• [WHAT IS NEEDED]
Copy out all the lines below, swapping each "pin" for "marker" and leaving everything else untouched. Leave the pictures out.

• [DATA SUPPLIED]
** BEGIN **

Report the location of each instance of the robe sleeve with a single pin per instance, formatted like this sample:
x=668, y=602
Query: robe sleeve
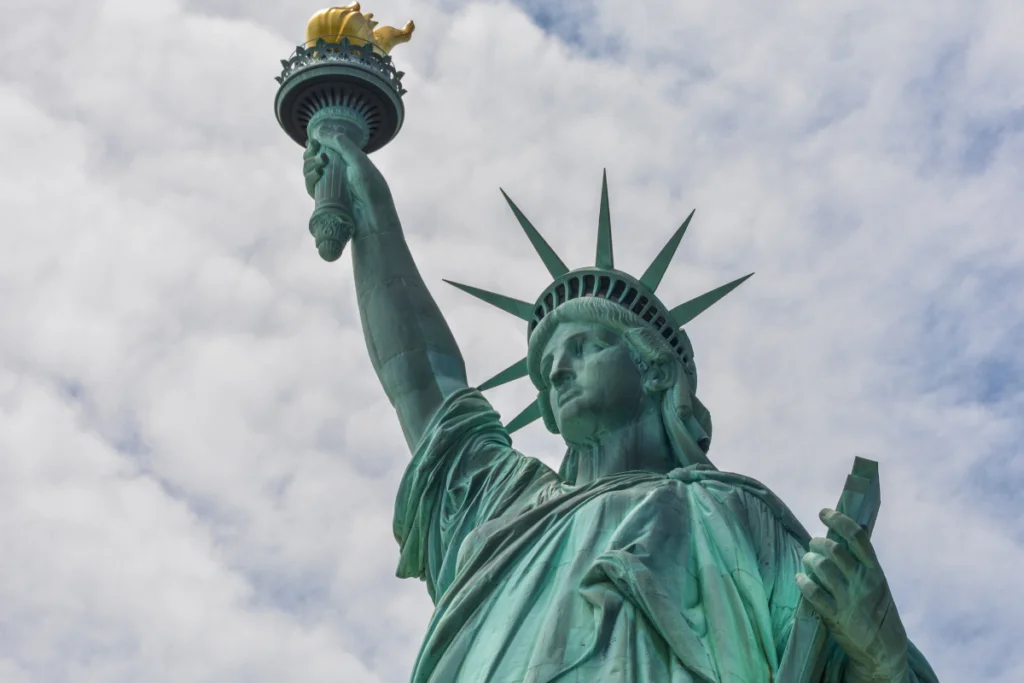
x=463, y=474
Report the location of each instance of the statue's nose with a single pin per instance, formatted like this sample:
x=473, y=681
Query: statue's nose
x=560, y=376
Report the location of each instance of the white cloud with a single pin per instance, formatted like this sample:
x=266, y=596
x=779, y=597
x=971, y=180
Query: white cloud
x=198, y=465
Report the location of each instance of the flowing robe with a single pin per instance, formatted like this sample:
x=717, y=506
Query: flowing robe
x=637, y=578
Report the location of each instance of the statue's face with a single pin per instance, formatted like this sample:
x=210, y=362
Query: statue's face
x=594, y=384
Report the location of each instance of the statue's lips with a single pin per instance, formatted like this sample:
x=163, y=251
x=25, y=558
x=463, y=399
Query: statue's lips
x=570, y=394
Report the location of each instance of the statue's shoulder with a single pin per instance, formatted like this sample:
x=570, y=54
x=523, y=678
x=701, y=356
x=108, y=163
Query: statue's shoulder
x=749, y=488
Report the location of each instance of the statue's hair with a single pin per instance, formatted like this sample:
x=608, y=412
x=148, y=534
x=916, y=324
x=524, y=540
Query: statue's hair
x=647, y=347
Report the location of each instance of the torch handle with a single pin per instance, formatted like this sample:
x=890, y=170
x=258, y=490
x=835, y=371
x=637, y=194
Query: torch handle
x=331, y=222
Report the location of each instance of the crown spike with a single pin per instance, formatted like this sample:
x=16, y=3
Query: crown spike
x=685, y=312
x=520, y=309
x=652, y=276
x=510, y=374
x=605, y=257
x=529, y=414
x=551, y=260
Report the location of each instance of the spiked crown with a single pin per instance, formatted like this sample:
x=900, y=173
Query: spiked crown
x=600, y=281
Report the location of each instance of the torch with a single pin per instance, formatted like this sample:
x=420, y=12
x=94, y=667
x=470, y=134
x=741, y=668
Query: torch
x=341, y=81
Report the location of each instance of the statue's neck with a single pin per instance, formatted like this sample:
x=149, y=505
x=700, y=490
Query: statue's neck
x=641, y=444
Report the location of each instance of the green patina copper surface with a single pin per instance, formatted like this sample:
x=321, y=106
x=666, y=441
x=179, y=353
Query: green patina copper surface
x=638, y=561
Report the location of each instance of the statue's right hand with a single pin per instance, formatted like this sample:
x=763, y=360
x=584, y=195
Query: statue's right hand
x=313, y=161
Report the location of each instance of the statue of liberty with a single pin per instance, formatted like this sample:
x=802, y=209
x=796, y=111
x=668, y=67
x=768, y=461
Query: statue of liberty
x=637, y=561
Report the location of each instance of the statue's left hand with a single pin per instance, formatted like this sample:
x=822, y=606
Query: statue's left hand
x=847, y=587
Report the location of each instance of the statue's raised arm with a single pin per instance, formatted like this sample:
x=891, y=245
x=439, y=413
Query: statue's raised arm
x=410, y=343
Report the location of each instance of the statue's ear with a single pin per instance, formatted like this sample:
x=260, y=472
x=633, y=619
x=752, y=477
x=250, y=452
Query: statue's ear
x=660, y=376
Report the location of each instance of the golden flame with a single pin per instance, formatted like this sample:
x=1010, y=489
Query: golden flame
x=336, y=23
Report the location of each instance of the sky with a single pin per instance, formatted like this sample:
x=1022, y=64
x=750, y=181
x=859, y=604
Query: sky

** END **

• [EXPECTED OUTPUT]
Report the location of each instance of the robe sleeve with a single marker per instance, formatted like this sample:
x=668, y=602
Query: robe sleeve
x=463, y=474
Report the location of each instance of the statue's nose with a single marker per instance, formatted like this sample:
x=473, y=681
Query: statue's nose
x=560, y=376
Report the location of each instance of the white cloud with a single marker per instance, formatted like this sample:
x=266, y=596
x=779, y=597
x=971, y=180
Query: white cloud
x=198, y=465
Report the location of each instance of the flowing robe with a single marker per instance, formatted like this sample:
x=717, y=506
Query: flowing robe
x=637, y=578
Report the location of each instance of the statue's face with a single marker per instance, formatted like this sample:
x=210, y=362
Query: statue's face
x=594, y=384
Report the location of each instance of the statue's lips with a single marker per instance, formatted like this sample:
x=163, y=251
x=25, y=558
x=463, y=399
Query: statue's lips
x=570, y=394
Report the location of each instance of the statue's shoulder with a single marker per instance, formatted like this sample:
x=570, y=54
x=523, y=678
x=701, y=356
x=108, y=163
Query: statue's shoulder
x=749, y=488
Report the location of each instance of the statue's hair with a single marker per instance, formatted like this sample:
x=608, y=412
x=148, y=534
x=916, y=324
x=524, y=540
Query: statue's hair
x=647, y=347
Report the location of each instance of the torch handle with a single marker per instance, formatted like this sample:
x=890, y=170
x=258, y=490
x=835, y=371
x=637, y=194
Query: torch handle
x=331, y=222
Report the location of each instance of the crown spike with a single marker per instance, formatted like this sample:
x=16, y=3
Query: crown spike
x=685, y=312
x=520, y=309
x=652, y=276
x=510, y=374
x=605, y=257
x=529, y=414
x=551, y=260
Report the location of each instance of the spiked crown with a single marker per instance, formatted like this sample:
x=900, y=173
Query: spiked crown
x=600, y=281
Report the location of each instance of the torch with a single marker per instance, formatted like this sample:
x=420, y=12
x=94, y=667
x=470, y=134
x=741, y=668
Query: torch
x=341, y=81
Report the location of each instance of the statue's neck with a single marker per instance, formatted like this sample:
x=149, y=505
x=700, y=490
Query: statue's neck
x=641, y=444
Report the location of each instance of the green patina copper surface with a single marker per instance, formatted like this sample:
x=321, y=106
x=666, y=441
x=179, y=353
Query: green patina copper surface
x=638, y=561
Report the location of each instance of the statue's right hand with a single marker per instance, formatted like this sample:
x=763, y=360
x=584, y=195
Query: statue's right hand
x=313, y=161
Report the location of each instance of the statue of liberty with a single marker per instance, formatted like this sample:
x=802, y=209
x=796, y=111
x=668, y=67
x=768, y=461
Query: statue of liberty
x=637, y=561
Report the location of each instance of the statue's left hand with a single marker per instance, formatted like this sample:
x=822, y=606
Query: statue's left hand
x=847, y=587
Report the location of each instance of the statue's raised arm with a single marker per instance, formatted like this sample:
x=891, y=245
x=439, y=413
Query: statue's raised arm
x=410, y=343
Report the location of each instance of the statue's ear with a single marker per instance, formatted like this sample:
x=260, y=472
x=633, y=619
x=752, y=477
x=250, y=452
Query: statue's ear
x=660, y=376
Report the location of each instance of the golden flame with a single marker per instance, formatted like this sample:
x=1010, y=489
Query: golden flame
x=336, y=23
Report the location of each instance of the sky with a single marker per instance, formatted like this sample:
x=1022, y=64
x=750, y=181
x=859, y=604
Query: sky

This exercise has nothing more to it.